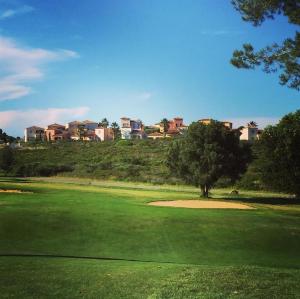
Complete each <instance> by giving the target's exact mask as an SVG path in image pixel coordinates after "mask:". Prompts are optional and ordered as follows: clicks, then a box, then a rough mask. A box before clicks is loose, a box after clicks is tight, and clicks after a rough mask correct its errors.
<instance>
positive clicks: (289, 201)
mask: <svg viewBox="0 0 300 299" xmlns="http://www.w3.org/2000/svg"><path fill="white" fill-rule="evenodd" d="M226 200H230V201H240V202H243V203H254V204H255V203H257V204H268V205H300V199H299V198H293V197H245V196H243V197H241V196H234V197H233V196H231V197H227V198H226Z"/></svg>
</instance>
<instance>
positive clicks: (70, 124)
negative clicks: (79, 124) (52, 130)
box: [68, 120, 82, 125]
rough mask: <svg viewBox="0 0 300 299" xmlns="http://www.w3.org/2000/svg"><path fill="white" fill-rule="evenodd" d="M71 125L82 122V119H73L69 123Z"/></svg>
mask: <svg viewBox="0 0 300 299" xmlns="http://www.w3.org/2000/svg"><path fill="white" fill-rule="evenodd" d="M68 124H69V125H73V124H82V122H81V121H78V120H74V121H71V122H70V123H68Z"/></svg>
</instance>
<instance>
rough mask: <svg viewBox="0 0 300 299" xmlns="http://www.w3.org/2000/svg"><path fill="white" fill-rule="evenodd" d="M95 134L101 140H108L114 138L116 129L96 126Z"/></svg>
mask: <svg viewBox="0 0 300 299" xmlns="http://www.w3.org/2000/svg"><path fill="white" fill-rule="evenodd" d="M95 135H96V137H97V139H98V140H100V141H107V140H113V139H114V131H113V129H112V128H96V129H95Z"/></svg>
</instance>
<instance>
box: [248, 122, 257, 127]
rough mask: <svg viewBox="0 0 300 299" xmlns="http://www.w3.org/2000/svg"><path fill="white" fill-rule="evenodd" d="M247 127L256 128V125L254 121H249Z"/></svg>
mask: <svg viewBox="0 0 300 299" xmlns="http://www.w3.org/2000/svg"><path fill="white" fill-rule="evenodd" d="M248 127H249V128H257V123H256V122H255V121H253V120H252V121H250V122H249V123H248Z"/></svg>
★ ★ ★ ★
■ TASK REQUIREMENTS:
Copy out every line of all the entries above verbatim, omitting the pictures from the answer.

■ TASK RESPONSE:
Complete each <instance> by giving the target's exact mask as an SVG path in image pixel coordinates after "mask:". Prompts are optional and ordered as follows: clicks, then a box, then a rough mask. A box before clicks is loose, a box after clicks is tight, and clicks after a rough mask correct its errors.
<instance>
positive clicks: (289, 201)
mask: <svg viewBox="0 0 300 299" xmlns="http://www.w3.org/2000/svg"><path fill="white" fill-rule="evenodd" d="M226 200H230V201H240V202H243V203H254V204H255V203H257V204H268V205H300V199H299V198H293V197H245V196H243V197H241V196H234V197H233V196H231V197H227V198H226Z"/></svg>
</instance>
<instance>
positive clicks: (70, 124)
negative clicks: (79, 124) (52, 130)
box: [68, 120, 82, 125]
rough mask: <svg viewBox="0 0 300 299" xmlns="http://www.w3.org/2000/svg"><path fill="white" fill-rule="evenodd" d="M71 125L82 122V119H73L69 123Z"/></svg>
mask: <svg viewBox="0 0 300 299" xmlns="http://www.w3.org/2000/svg"><path fill="white" fill-rule="evenodd" d="M68 124H69V125H73V124H82V122H81V121H78V120H74V121H71V122H70V123H68Z"/></svg>
</instance>
<instance>
rough mask: <svg viewBox="0 0 300 299" xmlns="http://www.w3.org/2000/svg"><path fill="white" fill-rule="evenodd" d="M95 134L101 140H108L114 138L116 129L96 126Z"/></svg>
mask: <svg viewBox="0 0 300 299" xmlns="http://www.w3.org/2000/svg"><path fill="white" fill-rule="evenodd" d="M95 135H96V137H97V139H98V140H100V141H107V140H113V139H114V131H113V129H112V128H96V129H95Z"/></svg>
</instance>
<instance>
box: [248, 122, 257, 127]
rough mask: <svg viewBox="0 0 300 299" xmlns="http://www.w3.org/2000/svg"><path fill="white" fill-rule="evenodd" d="M247 127L256 128V125L254 121H249Z"/></svg>
mask: <svg viewBox="0 0 300 299" xmlns="http://www.w3.org/2000/svg"><path fill="white" fill-rule="evenodd" d="M248 127H249V128H257V123H256V122H255V121H253V120H252V121H250V122H249V123H248Z"/></svg>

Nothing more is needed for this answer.